▶ _本文抜粋_:

▼

北海道財務局小樽出張所(港町5・清水雅之所長)が、しりべし経済レポートVol.113(令和6年7月~9月期)について、12月6日(金)13:30から記者発表を行った。
清水所長から各項目について説明があり、同期の総括判断は前回判断を据え置き、管内経済は持ち直しているとし、7期連続据え置いた。
個人消費については前回判断を据え置き、持ち直しつつあるとし、主要小売店売上高は、物価高による節約志向から必要な商品を厳選して購入する動きが見られるが、お盆期間(ハレの日)の需要や調理簡単需要(弁当・惣菜・冷凍食品)により堅調が見受けられ、前回よりも上回っている。
エアコンの季節商品は、昨年の猛暑により需要が増加していたが、昨年の反動で今年は売上が減少した。
新車登録・届出台数は、半導体不足解消により昨年の登録台数を上回っているが、一部メーカーでは認証不正問題の影響で、新規受注停止による登録台数減少の動きが見られた。
観光については緩やかに回復しつつあると判断据え置いた。主要観光施設利用者数は、一部統計対象施設が営業していなかったことから、前年を下回っている。
主要宿泊施設宿泊者数は前年を上回っている。物価高の影響で国内客が減少したものの、円安の影響で海外客が増加したとの声があった。
10月以降も引き続き、物価高の影響による旅行マインドの低下の影響から、国内客の宿泊客数は前年を下回ると予想している。
住宅建設は持ち直しのテンポが緩やかになっている。後志管内の新設住宅着工戸数は、7月~9月の合計でプラス5.2%、前年を上回った。新設住宅着工戸数は、貸家とも分譲住宅では前年を下回っているものの、持家と給与住宅が前年を上回っていることから、全体でも前年を上回っている。
公共工事は前回を据え置き、前年を上回った。
生産は持ち直しつつあると判断を据え置いた。水産加工稼働状況は、昨年から続くコロナ5類後の観光客の増加で、土産需要がある一方で鮭の不漁による原材料の不足などから低調となっている。

▲

▶ _提供記録_:
▼

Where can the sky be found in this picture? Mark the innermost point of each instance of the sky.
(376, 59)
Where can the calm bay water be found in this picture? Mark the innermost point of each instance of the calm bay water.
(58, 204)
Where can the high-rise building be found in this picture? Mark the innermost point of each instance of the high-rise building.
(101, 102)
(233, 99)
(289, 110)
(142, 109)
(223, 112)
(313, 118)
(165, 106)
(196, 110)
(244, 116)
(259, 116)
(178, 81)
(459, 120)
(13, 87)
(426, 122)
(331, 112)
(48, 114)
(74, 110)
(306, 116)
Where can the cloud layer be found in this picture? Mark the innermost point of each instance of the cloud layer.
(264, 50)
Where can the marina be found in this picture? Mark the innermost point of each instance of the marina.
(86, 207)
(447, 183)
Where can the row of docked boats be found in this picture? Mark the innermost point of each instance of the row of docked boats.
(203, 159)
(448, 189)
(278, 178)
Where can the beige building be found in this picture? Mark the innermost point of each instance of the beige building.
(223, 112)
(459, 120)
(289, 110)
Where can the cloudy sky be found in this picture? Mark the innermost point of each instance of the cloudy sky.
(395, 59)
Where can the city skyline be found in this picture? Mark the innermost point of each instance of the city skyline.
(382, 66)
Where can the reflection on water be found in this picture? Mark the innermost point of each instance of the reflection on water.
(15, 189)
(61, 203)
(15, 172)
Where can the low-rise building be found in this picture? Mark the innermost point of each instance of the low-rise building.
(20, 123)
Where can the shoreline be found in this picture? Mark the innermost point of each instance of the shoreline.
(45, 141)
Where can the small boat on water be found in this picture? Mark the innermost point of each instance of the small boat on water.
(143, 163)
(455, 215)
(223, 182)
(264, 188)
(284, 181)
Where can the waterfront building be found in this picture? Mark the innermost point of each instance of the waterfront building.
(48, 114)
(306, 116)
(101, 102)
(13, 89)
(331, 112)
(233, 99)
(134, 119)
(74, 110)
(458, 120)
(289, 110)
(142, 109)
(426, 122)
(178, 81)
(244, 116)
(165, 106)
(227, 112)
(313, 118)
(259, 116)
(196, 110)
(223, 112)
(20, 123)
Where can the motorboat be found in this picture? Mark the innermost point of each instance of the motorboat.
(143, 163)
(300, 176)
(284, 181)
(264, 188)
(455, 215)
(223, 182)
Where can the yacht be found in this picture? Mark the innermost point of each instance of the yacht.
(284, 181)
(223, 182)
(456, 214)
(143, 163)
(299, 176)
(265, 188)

▲

▶ _課題内容_: しりべし経済レポートの記事について、「エアコンの季節商品は、昨年の」から「前年を下回ると予想している。」までを一字一句たがえずに書き写してください。

▶ _解答_:
エアコンの季節商品は、昨年の猛暑により需要が増加していたが、昨年の反動で今年は売上が減少した。
新車登録・届出台数は、半導体不足解消により昨年の登録台数を上回っているが、一部メーカーでは認証不正問題の影響で、新規受注停止による登録台数減少の動きが見られた。
観光については緩やかに回復しつつあると判断据え置いた。主要観光施設利用者数は、一部統計対象施設が営業していなかったことから、前年を下回っている。
主要宿泊施設宿泊者数は前年を上回っている。物価高の影響で国内客が減少したものの、円安の影響で海外客が増加したとの声があった。
10月以降も引き続き、物価高の影響による旅行マインドの低下の影響から、国内客の宿泊客数は前年を下回ると予想している。